• **Problem requirements**
Continue the page on the Swingin' Utters compilation album More Scared: The House of Faith Years from the point where it stops.
[Begin Source text]
Compilation album by Swingin' Utters
- Released: January 23, 1996
- Recorded: The House of Faith Studios, Palo Alto, California, 1991-93
- Genre: Punk rock
- Length: 38:35
- Label: SideOneDummy
- Producer: Bart Thurber

Swingin' Utters chronology
| The Streets of San Francisco (1995) | More Scared: The House of Faith Years (1996) | A Juvenile Product of the Working Class (1996) |

= More Scared: The House of Faith Years =

More Scared: The House of Faith Years is a compilation album by Californian punk rock band Swingin' Utters, released in 1996. The album chronicles some of the band's material from before they signed to Fat Wreck Chords - it was released because these songs were difficult to obtain otherwise.

Professional ratings
Review scores
| Source | Rating |
| Allmusic |  |

==Track listing==
1. "Strongman" (Koski) – 2:16
2. "Reggae Gets Big in a Small Town" (Bonnel) – 1:57
3. "Smoke like a Girl" (Koski) – 2:35
4. "Lazer Attack" (Wickersham) – 2:16
5. "Politician" (McEntee, Koski) – 3:02
6. "Nine to Five" (McEntee, Koski, Dison) – 1:28
7. "Could You Lie?" (Koski) – 2:15
8. "Mommy Mommy" (Callis – 2:43 (a cover of "No" by The Rezillos)
[End Source text]
[Begin Material provided]
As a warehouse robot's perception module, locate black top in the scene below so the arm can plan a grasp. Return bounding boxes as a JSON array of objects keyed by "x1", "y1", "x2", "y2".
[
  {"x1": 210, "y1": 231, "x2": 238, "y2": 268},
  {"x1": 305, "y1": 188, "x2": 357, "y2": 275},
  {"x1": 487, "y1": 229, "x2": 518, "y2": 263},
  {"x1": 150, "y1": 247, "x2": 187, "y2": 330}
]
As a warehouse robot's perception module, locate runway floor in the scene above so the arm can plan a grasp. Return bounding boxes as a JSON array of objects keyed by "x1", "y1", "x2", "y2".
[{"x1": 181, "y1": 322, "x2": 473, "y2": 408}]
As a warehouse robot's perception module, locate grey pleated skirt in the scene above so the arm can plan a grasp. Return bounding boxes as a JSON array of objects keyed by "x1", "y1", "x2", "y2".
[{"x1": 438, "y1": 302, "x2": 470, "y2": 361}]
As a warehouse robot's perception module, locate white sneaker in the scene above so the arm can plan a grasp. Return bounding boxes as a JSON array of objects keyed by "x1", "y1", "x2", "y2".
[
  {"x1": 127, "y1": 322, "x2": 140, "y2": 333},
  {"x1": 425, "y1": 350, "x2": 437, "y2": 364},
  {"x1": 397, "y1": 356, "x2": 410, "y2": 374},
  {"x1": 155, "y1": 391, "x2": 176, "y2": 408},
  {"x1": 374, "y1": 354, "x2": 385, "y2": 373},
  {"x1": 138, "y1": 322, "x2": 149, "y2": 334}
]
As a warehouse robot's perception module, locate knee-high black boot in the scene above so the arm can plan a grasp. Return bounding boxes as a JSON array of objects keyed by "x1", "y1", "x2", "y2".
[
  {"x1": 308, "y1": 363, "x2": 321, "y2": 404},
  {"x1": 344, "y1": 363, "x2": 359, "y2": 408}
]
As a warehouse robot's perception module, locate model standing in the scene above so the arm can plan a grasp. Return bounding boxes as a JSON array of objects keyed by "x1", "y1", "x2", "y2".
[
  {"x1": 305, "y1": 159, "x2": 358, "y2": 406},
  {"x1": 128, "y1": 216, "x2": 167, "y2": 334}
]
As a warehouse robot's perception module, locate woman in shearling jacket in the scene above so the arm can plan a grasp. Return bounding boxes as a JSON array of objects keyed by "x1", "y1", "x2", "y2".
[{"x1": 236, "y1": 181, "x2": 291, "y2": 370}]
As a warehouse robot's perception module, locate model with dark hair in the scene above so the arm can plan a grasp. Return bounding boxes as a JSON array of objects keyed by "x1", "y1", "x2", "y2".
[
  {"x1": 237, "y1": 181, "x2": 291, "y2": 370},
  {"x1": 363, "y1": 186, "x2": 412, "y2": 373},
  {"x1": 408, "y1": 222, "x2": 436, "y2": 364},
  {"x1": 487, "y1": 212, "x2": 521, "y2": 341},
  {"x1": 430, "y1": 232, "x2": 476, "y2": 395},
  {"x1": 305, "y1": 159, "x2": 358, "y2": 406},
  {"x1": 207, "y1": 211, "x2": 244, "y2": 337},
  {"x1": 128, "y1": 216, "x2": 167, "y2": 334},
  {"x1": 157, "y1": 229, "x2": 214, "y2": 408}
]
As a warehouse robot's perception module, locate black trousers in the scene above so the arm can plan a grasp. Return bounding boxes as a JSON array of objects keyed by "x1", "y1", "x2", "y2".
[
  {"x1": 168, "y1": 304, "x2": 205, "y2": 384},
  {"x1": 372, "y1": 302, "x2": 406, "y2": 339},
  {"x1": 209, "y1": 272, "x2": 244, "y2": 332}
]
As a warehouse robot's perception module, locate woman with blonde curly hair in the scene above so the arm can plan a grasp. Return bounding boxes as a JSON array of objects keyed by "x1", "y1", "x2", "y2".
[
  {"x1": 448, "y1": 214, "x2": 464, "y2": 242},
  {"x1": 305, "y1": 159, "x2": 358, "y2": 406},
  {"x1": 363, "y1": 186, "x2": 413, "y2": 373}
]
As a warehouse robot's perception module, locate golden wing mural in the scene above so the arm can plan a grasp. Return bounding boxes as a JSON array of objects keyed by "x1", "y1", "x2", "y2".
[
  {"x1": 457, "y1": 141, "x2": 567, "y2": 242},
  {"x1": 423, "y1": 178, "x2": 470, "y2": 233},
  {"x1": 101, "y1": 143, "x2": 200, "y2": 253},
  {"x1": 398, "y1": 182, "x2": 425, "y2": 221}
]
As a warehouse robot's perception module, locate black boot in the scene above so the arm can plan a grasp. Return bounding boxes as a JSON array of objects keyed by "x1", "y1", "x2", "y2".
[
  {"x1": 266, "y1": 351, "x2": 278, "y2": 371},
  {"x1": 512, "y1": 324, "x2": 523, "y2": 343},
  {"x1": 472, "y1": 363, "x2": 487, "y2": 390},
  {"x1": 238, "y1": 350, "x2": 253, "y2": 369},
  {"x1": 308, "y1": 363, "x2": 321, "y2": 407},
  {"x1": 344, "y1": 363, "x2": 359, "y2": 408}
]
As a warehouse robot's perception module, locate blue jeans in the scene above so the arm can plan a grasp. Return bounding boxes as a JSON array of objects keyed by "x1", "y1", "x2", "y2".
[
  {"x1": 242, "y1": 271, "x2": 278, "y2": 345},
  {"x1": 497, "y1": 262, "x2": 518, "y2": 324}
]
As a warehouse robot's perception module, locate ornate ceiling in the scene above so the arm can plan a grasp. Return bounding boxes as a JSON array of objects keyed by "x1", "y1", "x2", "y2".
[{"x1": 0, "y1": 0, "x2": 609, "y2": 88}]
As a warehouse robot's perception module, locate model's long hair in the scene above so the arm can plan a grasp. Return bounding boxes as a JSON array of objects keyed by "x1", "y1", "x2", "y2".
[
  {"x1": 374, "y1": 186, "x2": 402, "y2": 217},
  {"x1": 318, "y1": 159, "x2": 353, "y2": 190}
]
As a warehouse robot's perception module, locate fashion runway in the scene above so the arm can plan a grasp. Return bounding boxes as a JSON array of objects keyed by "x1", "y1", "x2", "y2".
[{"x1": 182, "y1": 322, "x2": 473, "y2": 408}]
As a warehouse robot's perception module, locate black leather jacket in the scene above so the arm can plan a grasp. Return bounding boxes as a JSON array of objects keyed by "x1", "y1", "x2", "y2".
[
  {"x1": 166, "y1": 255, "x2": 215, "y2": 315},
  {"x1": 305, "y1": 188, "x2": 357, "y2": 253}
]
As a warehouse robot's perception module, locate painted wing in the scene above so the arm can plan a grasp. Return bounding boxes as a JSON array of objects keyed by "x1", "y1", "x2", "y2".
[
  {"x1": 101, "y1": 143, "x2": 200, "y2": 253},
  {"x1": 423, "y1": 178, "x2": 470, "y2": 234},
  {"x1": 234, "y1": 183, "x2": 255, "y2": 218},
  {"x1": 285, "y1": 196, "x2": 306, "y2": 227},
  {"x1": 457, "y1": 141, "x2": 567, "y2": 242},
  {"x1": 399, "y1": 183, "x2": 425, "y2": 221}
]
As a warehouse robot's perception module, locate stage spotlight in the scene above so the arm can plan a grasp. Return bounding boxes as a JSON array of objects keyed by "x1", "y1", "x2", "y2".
[End Material provided]
[Begin Material provided]
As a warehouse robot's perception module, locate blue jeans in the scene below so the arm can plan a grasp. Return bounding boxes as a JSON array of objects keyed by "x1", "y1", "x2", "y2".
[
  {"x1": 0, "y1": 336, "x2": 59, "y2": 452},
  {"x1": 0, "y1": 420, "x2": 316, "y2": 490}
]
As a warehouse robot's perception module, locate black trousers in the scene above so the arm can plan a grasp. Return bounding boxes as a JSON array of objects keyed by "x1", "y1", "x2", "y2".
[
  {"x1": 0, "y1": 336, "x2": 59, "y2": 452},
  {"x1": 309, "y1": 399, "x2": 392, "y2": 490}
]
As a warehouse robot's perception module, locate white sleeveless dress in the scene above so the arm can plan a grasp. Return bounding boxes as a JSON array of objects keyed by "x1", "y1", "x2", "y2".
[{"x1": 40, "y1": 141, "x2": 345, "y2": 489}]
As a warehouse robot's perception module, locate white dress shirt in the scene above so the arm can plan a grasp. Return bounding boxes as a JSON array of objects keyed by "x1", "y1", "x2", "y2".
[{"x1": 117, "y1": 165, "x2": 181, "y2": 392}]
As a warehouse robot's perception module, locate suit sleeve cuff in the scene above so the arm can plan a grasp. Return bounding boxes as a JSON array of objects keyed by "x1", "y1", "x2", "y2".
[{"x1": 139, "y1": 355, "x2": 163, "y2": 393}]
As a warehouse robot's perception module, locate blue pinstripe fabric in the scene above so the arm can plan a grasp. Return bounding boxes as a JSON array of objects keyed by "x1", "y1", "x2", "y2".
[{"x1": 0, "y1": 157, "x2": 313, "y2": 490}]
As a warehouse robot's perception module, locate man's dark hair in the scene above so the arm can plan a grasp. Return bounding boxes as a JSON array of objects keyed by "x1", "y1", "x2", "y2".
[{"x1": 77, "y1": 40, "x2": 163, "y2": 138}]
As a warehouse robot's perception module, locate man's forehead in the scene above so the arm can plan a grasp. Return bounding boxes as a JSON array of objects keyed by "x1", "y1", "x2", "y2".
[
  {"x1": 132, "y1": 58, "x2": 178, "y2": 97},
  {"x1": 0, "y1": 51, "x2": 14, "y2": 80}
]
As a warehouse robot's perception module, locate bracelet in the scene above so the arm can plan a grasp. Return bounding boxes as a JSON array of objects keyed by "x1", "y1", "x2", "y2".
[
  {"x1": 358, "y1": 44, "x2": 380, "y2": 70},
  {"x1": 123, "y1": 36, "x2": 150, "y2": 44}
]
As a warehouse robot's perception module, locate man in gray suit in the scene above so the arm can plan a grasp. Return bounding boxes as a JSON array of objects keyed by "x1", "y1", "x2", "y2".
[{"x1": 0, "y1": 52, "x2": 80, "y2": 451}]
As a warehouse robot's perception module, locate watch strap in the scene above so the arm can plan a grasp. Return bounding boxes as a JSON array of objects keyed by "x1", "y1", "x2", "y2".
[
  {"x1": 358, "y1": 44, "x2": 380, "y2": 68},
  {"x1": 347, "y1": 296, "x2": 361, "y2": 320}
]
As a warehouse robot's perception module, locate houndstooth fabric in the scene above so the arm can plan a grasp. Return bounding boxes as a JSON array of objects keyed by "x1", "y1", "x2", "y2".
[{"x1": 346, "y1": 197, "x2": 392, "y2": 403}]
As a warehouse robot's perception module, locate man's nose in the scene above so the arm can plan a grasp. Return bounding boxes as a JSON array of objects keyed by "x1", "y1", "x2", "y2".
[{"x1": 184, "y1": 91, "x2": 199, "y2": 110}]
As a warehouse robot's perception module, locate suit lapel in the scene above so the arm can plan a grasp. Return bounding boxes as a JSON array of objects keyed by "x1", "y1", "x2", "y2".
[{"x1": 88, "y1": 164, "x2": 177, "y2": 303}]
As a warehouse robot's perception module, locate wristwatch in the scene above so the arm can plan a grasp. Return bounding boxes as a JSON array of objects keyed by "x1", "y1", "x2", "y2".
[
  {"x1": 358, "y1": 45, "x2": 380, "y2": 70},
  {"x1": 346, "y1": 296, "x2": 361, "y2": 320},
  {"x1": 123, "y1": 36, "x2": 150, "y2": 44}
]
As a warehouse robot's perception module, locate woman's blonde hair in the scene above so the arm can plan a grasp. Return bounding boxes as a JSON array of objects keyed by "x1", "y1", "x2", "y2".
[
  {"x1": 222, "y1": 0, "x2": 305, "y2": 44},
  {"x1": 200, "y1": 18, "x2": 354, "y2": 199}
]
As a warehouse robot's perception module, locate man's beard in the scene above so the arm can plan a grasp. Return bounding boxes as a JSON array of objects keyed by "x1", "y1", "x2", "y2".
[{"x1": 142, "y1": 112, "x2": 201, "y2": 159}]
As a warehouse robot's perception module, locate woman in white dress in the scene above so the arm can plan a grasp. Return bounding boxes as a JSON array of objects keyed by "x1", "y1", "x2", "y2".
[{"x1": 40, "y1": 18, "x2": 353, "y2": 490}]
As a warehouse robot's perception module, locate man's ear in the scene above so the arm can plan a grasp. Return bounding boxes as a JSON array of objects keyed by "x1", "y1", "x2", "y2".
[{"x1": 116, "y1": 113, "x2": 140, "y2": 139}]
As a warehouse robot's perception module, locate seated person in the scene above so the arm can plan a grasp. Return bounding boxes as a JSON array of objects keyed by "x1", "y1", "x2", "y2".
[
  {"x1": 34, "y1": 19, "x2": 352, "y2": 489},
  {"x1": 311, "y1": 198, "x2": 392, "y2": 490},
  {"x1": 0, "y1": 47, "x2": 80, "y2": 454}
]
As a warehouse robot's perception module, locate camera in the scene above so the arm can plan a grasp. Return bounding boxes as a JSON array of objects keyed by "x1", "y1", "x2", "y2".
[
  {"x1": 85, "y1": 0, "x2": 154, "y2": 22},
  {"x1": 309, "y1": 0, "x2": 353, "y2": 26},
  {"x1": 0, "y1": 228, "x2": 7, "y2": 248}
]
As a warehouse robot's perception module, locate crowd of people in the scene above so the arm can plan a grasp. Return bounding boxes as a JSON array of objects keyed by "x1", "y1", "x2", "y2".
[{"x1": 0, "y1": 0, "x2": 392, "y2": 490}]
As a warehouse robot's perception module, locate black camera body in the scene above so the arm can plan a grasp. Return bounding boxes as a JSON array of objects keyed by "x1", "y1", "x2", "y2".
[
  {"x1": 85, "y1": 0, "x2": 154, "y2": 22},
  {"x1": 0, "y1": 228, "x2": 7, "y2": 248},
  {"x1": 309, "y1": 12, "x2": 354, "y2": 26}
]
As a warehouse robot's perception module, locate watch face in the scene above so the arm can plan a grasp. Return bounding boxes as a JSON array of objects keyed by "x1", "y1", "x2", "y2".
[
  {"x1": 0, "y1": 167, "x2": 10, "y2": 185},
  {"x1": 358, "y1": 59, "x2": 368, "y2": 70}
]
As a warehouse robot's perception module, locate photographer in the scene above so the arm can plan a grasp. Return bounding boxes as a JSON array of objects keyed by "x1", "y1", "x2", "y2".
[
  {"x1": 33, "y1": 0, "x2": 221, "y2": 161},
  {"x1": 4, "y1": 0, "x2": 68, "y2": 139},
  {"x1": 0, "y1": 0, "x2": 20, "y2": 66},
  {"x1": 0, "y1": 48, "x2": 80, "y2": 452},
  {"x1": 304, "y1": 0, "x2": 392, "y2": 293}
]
[End Material provided]
• **Final result**
9. "Scared" (Wickersham) – 2:31
10. "No Eager Men" (Koski) – 2:59
11. "Petty Wage" (Koski) – 1:54
12. "Hello Charlatan" (Koski) – 2:47
13. "Proven Song" (Koski) – 2:53
14. "These Pretty Pleasures" (Dison) – 2:55
15. "Mr. Norris" (Koski, Dison) – 3:01
16. "Here We Are Nowhere" (Cluney) – 0:57 (cover of a song by Stiff Little Fingers)

Track #7 is from the band's first release, the 7-inch Gives You Strength EP. All nine tracks from Scared (10 inh E.P.) are present: here they are tracks #1, #2, #14, #9, #8, #15, #3, #6, and #13. Tracks #10, #11, #16, #12 are from the band's third release, the No Eager Men single .

Tracks #4 and #5 were previously unreleased.

==Credits==
- Johnny Peebucks (Bonnel) (vocals)
- Greg McEntee (drums)
- Darius Koski (guitar)
- Kevin Wickersham (bass)
- Max Huber (guitar)
- Joel Dison (guitar "on 1st 13 tracks")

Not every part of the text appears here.